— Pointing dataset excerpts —
** Begin **
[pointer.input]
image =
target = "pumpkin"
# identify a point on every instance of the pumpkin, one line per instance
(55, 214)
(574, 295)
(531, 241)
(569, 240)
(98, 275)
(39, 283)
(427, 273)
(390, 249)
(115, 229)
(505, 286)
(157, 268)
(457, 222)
** End **
— Directions —
Rewrite every line of the records above, requests included, scaling each coordinate in the answers by 0.5 and rounding it to a whole number, with halves rounded up.

— Written answer —
[pointer.input]
image =
target = "pumpkin"
# identify a point on every instance of the pumpkin, one line per instance
(28, 107)
(287, 148)
(266, 121)
(285, 120)
(49, 138)
(20, 142)
(214, 137)
(195, 125)
(58, 115)
(253, 143)
(79, 134)
(229, 111)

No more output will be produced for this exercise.